== Text passage ==
*****
# HO-A2 focus issues ... [FIXED]



## The_Driver (Sep 14, 2017)

I own a Surefire A2 (round body) and am having focus issues with a HO-A2 from Lumensfactory. It doesn't produce a nice spot like the stock bulb, meaning that the height of the filament in the reflector isn't correct. I even got a replacement from Lumensfactory, but this didn't help.

Here is a pic of the hotspot (around 7ft distance):






Does anybody else also have this problem and maybe has a way of fixing this?


----------



## scout24 (Sep 14, 2017)

*Re: HO-A2 focus issues*

Does the LF bulb have a frosted tip?


----------



## The_Driver (Sep 14, 2017)

*Re: HO-A2 focus issues*

No, but that isn't the reason. It throws a lot less compared to the stock bulb.


----------



## teak (Sep 14, 2017)

*Re: HO-A2 focus issues*

I've had the same issue with the LF bulb. I related it to differences in the bulbs. I had 4 bulbs and 2 were out of focus. 2 were fine. I switched to tads bipin adaptor and never looked back.


----------



## mk2rocco (Sep 14, 2017)

*Re: HO-A2 focus issues*

Odd, I noticed they have updated the HO-A2 recently to work with square and round body A2s. I only have experience with the older gen lamp assembly and it focused well.


----------



## The_Driver (Sep 14, 2017)

*Re: HO-A2 focus issues*



teak said:


> I've had the same issue with the LF bulb. I related it to differences in the bulbs. I had 4 bulbs and 2 were out of focus. 2 were fine. I switched to tads bipin adaptor and never looked back.



Yes that's what I have been thinking about too.
*****
== Task inputs ==
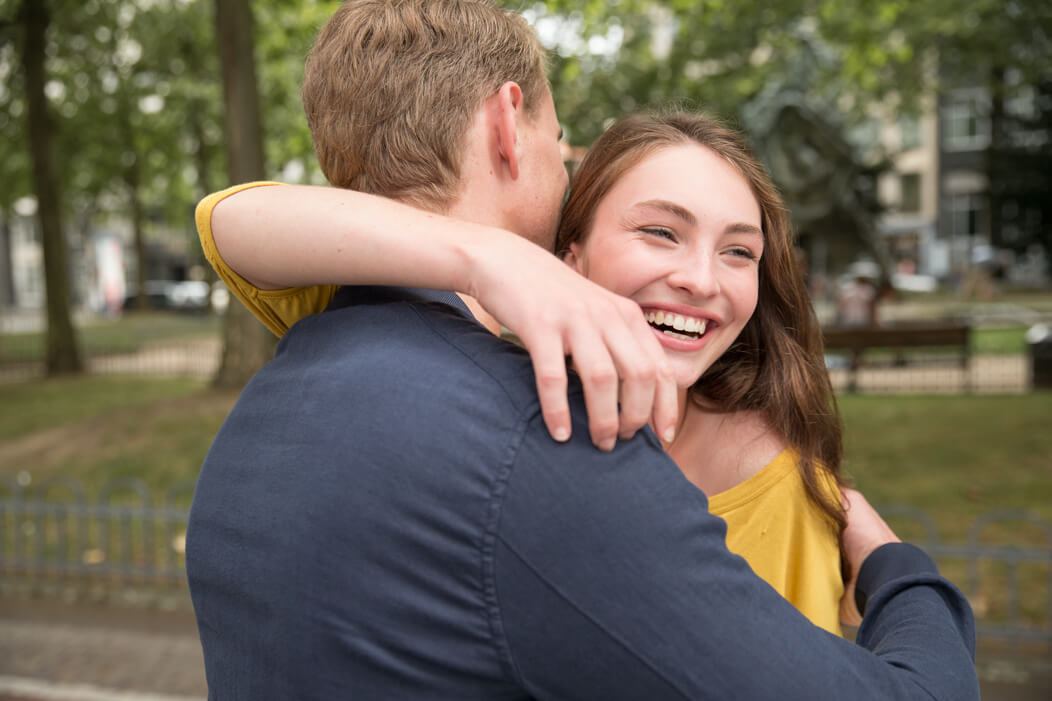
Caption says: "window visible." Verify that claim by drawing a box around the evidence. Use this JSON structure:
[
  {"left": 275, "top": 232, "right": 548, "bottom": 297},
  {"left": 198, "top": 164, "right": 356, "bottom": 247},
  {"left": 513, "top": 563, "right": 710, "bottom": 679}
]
*****
== Task instructions ==
**a.** Decide whether each statement agrees with the HO-A2 thread above. Answer yes or no for each one, and quote the words of the thread that decide it: (i) The replacement bulb from Lumensfactory solved The_Driver's focus problem. (ii) Of teak's four bulbs, two were out of focus. (iii) mk2rocco's older gen lamp assembly focused well.
**b.** Reproduce the records above line for line and leave out the picture.

== Solved problems ==
**a.**
(i) No: "I even got a replacement from Lumensfactory, but this didn't help."
(ii) Yes: "I had 4 bulbs and 2 were out of focus."
(iii) Yes: "I only have experience with the older gen lamp assembly and it focused well."

**b.**
Caption says: "window visible." Verify that claim by drawing a box around the evidence. Use this JSON structure:
[
  {"left": 275, "top": 232, "right": 548, "bottom": 297},
  {"left": 198, "top": 164, "right": 356, "bottom": 247},
  {"left": 513, "top": 563, "right": 710, "bottom": 679}
]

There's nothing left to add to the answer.